● **The request**: Copy each line below that contains the word "white".

● **Listed entries**:
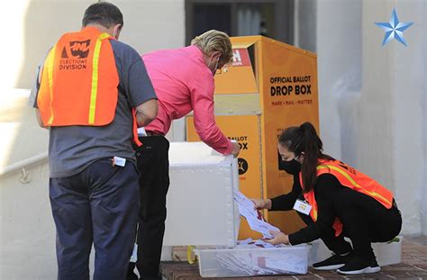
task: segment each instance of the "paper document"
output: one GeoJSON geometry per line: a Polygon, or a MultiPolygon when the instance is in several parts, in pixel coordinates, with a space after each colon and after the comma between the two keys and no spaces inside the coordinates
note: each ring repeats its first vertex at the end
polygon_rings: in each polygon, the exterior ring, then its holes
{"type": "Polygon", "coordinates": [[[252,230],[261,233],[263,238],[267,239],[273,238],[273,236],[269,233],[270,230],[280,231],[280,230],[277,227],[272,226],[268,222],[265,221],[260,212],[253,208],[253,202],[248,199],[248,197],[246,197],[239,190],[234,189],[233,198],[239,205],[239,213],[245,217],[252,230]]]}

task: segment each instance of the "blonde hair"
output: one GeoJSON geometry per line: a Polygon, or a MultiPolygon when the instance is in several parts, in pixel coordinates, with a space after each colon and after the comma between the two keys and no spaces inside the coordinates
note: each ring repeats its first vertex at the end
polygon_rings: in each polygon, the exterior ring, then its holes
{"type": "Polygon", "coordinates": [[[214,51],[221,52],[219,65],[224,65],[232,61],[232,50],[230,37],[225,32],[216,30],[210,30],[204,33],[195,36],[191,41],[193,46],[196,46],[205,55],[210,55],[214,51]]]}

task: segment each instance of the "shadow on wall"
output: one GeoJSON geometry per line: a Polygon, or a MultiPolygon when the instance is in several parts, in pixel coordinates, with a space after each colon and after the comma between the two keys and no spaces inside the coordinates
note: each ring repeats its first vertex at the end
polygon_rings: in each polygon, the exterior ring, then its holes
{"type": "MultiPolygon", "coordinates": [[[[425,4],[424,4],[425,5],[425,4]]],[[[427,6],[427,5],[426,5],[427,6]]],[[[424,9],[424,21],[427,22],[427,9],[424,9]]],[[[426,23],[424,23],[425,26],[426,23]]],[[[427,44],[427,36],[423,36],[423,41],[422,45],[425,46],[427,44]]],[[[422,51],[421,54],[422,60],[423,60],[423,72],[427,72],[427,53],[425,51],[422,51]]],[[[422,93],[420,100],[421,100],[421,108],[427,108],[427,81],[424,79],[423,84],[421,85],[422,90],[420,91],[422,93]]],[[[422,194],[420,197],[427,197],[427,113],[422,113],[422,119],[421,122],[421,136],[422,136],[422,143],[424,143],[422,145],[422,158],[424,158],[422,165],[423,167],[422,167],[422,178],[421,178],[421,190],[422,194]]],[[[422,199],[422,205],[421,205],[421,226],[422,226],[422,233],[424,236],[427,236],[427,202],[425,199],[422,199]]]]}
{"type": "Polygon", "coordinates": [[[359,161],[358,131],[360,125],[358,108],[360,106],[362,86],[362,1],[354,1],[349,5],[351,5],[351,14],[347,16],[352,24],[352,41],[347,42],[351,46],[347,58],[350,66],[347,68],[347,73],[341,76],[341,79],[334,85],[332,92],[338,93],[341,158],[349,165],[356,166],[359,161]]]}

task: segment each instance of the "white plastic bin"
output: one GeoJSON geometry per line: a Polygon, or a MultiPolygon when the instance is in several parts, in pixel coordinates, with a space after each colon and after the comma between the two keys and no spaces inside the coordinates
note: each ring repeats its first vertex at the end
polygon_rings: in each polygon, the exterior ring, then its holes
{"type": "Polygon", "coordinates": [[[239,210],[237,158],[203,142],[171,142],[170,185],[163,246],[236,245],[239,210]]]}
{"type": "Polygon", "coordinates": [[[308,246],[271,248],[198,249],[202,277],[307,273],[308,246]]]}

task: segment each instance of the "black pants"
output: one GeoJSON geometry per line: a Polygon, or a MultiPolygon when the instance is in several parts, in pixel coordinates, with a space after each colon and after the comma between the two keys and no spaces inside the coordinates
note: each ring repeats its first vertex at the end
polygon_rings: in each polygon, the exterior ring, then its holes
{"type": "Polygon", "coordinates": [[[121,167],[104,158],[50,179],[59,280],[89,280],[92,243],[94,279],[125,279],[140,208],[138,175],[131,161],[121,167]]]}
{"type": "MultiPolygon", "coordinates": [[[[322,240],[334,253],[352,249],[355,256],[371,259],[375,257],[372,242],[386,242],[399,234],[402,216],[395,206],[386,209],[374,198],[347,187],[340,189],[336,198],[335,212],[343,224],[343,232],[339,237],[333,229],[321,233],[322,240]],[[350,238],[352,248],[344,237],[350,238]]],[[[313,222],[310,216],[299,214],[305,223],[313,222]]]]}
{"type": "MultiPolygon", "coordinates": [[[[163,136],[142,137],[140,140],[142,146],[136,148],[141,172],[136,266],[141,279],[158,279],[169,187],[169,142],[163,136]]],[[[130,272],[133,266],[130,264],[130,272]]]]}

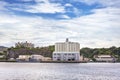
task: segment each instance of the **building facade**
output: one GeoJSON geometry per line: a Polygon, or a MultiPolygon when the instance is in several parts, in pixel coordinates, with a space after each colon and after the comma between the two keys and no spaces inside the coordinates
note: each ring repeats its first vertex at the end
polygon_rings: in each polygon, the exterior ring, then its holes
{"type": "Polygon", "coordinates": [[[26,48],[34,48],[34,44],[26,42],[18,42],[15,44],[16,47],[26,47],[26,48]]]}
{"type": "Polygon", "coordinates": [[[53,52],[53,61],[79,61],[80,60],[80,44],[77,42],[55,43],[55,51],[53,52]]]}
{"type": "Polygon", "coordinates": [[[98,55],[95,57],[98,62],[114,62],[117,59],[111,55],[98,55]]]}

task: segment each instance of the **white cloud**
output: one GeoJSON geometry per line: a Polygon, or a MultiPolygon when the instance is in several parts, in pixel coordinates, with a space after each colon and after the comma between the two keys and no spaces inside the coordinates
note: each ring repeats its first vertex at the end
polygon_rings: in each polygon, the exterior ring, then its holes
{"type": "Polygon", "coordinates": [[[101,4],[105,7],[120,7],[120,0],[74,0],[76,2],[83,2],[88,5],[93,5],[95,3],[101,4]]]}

---

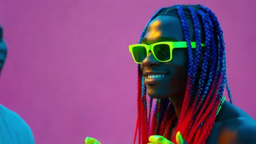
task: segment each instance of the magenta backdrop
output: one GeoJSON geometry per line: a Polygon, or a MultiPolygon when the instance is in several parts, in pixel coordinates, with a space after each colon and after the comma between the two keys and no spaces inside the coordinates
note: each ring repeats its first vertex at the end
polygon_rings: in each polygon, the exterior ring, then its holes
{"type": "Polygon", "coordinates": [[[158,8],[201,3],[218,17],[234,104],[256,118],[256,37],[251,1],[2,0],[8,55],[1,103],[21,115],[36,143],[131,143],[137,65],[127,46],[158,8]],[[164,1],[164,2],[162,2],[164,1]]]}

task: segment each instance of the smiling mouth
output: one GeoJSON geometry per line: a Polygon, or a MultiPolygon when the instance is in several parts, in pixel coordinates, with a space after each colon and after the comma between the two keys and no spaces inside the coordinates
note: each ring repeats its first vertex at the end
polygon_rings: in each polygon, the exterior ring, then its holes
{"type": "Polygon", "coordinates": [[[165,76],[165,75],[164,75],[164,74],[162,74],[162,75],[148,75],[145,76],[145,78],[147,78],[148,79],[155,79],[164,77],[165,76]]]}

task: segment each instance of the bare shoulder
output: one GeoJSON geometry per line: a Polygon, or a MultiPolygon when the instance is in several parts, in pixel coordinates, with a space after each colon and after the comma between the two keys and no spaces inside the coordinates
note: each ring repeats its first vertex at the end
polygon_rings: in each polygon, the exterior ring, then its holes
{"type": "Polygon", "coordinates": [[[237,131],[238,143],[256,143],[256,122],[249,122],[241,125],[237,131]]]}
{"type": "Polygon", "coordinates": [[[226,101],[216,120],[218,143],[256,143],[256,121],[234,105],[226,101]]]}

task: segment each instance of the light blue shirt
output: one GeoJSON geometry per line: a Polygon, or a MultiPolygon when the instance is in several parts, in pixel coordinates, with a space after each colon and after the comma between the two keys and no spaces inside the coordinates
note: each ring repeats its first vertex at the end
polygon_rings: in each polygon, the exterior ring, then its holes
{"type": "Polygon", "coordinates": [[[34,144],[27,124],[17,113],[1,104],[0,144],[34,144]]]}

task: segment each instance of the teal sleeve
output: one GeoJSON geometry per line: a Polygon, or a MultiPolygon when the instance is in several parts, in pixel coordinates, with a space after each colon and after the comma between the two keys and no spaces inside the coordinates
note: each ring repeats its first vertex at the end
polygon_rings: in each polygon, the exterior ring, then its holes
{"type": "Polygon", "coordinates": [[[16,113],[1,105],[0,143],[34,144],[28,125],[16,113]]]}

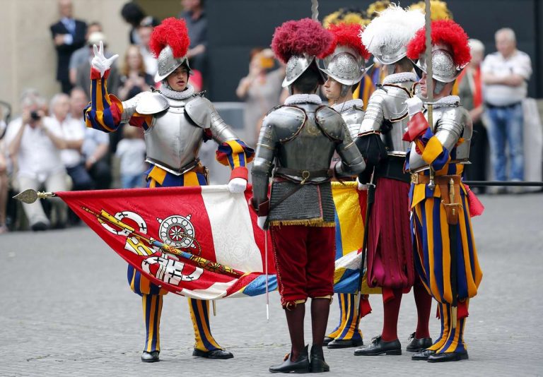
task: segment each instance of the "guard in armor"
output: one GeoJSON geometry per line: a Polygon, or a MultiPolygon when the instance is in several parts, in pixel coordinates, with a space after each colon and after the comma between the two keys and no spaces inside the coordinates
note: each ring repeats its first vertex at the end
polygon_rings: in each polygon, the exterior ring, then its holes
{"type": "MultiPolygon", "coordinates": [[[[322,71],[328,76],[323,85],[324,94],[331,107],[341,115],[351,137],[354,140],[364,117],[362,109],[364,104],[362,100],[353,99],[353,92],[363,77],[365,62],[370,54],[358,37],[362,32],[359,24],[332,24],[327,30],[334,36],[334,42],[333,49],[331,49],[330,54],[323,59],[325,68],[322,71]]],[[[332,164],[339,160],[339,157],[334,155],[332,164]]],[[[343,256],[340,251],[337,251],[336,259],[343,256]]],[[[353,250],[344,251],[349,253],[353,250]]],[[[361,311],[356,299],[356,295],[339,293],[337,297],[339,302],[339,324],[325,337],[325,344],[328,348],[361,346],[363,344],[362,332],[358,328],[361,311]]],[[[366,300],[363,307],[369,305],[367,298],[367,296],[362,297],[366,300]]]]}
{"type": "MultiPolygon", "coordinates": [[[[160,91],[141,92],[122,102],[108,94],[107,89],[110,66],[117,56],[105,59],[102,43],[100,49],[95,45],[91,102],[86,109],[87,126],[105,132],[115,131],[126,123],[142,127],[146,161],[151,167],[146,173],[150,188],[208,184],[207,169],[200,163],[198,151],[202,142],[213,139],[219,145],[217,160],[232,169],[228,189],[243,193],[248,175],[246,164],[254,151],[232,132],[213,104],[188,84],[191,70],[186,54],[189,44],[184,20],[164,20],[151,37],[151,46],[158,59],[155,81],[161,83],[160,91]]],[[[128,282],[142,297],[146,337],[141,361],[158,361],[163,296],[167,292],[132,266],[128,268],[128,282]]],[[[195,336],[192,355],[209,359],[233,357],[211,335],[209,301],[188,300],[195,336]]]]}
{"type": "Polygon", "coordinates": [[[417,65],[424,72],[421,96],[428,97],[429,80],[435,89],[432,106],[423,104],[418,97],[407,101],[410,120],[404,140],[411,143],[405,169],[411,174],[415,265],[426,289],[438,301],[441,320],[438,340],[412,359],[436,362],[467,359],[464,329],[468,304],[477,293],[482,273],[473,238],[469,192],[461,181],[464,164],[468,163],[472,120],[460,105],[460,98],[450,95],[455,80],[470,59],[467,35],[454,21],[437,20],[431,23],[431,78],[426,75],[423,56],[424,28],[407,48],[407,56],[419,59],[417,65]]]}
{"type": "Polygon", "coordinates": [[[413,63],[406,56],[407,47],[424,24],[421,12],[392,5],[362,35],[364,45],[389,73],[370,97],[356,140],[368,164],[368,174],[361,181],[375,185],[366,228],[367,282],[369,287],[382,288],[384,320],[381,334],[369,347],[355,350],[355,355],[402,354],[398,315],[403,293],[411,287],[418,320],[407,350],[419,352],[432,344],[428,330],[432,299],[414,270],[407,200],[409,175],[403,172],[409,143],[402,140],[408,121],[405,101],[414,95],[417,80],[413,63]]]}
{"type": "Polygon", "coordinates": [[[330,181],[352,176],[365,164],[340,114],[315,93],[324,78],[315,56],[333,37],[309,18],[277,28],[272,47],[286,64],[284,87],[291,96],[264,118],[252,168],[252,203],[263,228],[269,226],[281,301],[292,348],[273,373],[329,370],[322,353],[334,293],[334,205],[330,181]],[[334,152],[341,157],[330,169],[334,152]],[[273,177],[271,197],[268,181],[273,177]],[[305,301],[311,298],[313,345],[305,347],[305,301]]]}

● **Expected answer**:
task: segment each instance of the "white plastic bin"
task: segment each instance of the **white cloud**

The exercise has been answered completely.